_What to work on_: Reproduce verbatim only the lines of the records below that run from the line containing "point: man's face" to the line containing "Target: man's face", including both of those lines.

══ Material

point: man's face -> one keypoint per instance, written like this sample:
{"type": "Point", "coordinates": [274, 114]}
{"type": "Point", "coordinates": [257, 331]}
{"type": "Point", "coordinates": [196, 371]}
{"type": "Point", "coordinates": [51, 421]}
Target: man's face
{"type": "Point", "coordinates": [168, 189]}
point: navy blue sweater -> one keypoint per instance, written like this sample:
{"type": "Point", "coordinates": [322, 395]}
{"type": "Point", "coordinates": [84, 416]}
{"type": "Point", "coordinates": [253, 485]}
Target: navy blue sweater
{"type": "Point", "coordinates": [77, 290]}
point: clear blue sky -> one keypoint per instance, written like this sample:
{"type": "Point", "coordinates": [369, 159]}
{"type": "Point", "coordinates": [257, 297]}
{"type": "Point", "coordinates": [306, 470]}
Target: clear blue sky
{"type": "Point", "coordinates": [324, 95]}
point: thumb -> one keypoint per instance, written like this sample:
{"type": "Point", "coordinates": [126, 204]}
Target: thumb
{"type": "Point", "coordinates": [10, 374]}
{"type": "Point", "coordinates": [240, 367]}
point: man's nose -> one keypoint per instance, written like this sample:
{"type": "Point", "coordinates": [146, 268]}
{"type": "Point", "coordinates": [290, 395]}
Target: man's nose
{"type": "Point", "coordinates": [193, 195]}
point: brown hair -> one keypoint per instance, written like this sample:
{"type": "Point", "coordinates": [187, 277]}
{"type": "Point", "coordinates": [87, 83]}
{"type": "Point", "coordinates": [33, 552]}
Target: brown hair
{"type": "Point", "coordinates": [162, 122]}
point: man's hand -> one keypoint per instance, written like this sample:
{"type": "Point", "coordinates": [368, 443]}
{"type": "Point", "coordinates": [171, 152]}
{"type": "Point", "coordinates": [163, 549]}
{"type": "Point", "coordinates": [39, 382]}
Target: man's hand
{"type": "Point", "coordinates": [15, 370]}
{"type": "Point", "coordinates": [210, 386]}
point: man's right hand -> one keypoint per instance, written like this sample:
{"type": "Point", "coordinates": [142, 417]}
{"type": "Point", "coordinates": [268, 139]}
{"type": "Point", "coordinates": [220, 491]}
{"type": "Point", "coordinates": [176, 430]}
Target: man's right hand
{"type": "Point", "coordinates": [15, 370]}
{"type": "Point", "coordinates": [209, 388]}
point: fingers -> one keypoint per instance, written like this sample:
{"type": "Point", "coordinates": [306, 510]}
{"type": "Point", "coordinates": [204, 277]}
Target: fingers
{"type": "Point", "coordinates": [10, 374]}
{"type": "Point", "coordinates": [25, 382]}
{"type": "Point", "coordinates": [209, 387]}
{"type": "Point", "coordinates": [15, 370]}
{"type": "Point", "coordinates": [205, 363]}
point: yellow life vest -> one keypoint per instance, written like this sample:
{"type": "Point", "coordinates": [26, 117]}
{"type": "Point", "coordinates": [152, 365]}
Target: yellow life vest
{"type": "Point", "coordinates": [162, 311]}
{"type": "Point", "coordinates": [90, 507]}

════
══ Material

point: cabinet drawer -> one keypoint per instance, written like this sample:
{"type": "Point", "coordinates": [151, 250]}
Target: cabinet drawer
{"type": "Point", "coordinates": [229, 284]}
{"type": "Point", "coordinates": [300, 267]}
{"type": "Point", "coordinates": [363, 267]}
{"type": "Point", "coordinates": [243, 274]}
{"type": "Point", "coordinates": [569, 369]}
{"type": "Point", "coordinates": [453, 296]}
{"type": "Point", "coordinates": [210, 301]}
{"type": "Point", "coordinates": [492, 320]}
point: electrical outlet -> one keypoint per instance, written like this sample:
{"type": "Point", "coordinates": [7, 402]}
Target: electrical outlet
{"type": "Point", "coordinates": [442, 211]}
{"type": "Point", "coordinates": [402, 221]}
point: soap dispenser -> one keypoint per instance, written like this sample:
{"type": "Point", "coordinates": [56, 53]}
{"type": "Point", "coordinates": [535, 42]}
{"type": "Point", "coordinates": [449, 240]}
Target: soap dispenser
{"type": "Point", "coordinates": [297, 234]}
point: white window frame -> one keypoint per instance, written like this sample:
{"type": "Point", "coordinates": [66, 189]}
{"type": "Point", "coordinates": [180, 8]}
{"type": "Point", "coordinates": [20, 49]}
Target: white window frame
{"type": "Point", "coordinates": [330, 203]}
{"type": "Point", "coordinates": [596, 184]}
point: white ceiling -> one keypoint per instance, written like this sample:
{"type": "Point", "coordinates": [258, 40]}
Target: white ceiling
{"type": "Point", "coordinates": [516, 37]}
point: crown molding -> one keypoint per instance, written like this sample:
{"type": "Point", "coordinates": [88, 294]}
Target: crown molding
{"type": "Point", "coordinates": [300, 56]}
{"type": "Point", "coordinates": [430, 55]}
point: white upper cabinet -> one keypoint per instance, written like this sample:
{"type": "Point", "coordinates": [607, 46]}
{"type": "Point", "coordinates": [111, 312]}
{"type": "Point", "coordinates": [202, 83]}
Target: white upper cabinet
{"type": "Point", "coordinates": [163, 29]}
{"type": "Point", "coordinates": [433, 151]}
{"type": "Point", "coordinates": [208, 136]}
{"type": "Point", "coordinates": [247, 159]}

════
══ Material

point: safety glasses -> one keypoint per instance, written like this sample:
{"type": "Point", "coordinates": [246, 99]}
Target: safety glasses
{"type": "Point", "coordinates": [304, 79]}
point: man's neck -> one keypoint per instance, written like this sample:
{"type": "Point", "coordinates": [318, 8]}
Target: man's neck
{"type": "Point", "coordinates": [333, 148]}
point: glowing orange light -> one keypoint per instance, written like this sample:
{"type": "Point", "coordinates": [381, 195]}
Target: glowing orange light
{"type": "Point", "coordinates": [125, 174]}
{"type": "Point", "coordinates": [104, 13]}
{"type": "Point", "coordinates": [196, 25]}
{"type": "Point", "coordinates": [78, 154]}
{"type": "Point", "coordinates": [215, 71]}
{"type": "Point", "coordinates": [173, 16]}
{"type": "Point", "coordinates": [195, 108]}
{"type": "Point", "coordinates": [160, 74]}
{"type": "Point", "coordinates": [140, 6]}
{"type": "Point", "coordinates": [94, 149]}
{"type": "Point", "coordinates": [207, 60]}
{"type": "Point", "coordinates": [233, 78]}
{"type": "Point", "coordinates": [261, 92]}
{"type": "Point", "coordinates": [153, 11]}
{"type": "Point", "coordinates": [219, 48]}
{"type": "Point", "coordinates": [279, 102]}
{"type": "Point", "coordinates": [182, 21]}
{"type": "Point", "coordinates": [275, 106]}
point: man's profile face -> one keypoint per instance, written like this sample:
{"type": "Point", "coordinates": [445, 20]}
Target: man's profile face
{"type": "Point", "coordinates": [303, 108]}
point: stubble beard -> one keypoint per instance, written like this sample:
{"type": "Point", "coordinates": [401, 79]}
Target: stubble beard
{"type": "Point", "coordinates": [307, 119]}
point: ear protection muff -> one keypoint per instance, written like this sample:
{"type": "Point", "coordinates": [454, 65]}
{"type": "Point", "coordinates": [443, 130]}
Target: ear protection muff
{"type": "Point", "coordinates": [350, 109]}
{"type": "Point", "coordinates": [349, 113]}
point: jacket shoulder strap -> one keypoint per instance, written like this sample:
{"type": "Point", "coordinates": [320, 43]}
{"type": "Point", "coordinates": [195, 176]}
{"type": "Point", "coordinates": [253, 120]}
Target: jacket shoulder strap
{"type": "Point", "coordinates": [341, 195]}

════

_Completed task_:
point: man's face -> one keypoint per instance, written like this sample:
{"type": "Point", "coordinates": [274, 114]}
{"type": "Point", "coordinates": [257, 331]}
{"type": "Point", "coordinates": [196, 371]}
{"type": "Point", "coordinates": [51, 421]}
Target: man's face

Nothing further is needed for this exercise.